Segundo essa abordagem, o mundo, o meio, estão a serviço do ser humano, modificando-o. O ser humano adquire instrumentos de adaptação que lhe irão possibilitar enfrentar qualquer perturbação do meio, podendo usar a descoberta e a invenção como instrumentos de adaptação às suas necessidades. Para essa abordagem, a criança reinventa o mundo. No mesmo sentido, entendemos que isso também se pode dizer do adulto que esteja integrado de forma crítica à sua realidade.
Para a abordagem cognitivista, a sociedade e a cultura devem caminhar no sentido da democracia, que não é um produto final, mas uma tentativa constante de conciliação na sociedade, onde a liberdade implica na participação ativa da elaboração de regras comuns para o grupo. Ou seja, não se trata de uma liberdade sem responsabilidade, mas uma liberdade para poder participar de forma livre e crítica da construção das regras sociais. O “Contrato Social”, nesse sentido, seria uma forma conciliatória, contendo as regras de consenso do grupo, satisfazendo os membros do grupo.

QUESTÃO 1 = Reescreva em forma de lista o parágrafo do trecho que começa com "Para a abordagem cognitivista", mantendo as ideias principais.
QUESTÃO 2 =
Responda com base no trecho:
(a) O que a criança faz com o mundo, segundo essa abordagem?
(b) O que o ser humano pode usar como instrumentos de adaptação às suas necessidades?
(c) O que o "Contrato Social" conteria?
Não é preciso usar as linhas que vêm a seguir.

MATERIAL FORNECIDO =
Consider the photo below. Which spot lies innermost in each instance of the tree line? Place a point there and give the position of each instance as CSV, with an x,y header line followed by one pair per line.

RESPOSTA ESCRITA 1 =
- A sociedade e a cultura devem caminhar no sentido da democracia.
- A democracia não é um produto final, e sim uma tentativa constante de conciliação na sociedade.
- A liberdade implica participar ativamente da elaboração de regras comuns para o grupo.
- Não se trata de liberdade sem responsabilidade, mas de liberdade para participar de forma livre e crítica da construção das regras sociais.
- O "Contrato Social" seria uma forma conciliatória, com as regras de consenso do grupo, satisfazendo seus membros.

RESPOSTA ESCRITA 2 =
(a) A criança reinventa o mundo.
(b) A descoberta e a invenção.
(c) As regras de consenso do grupo.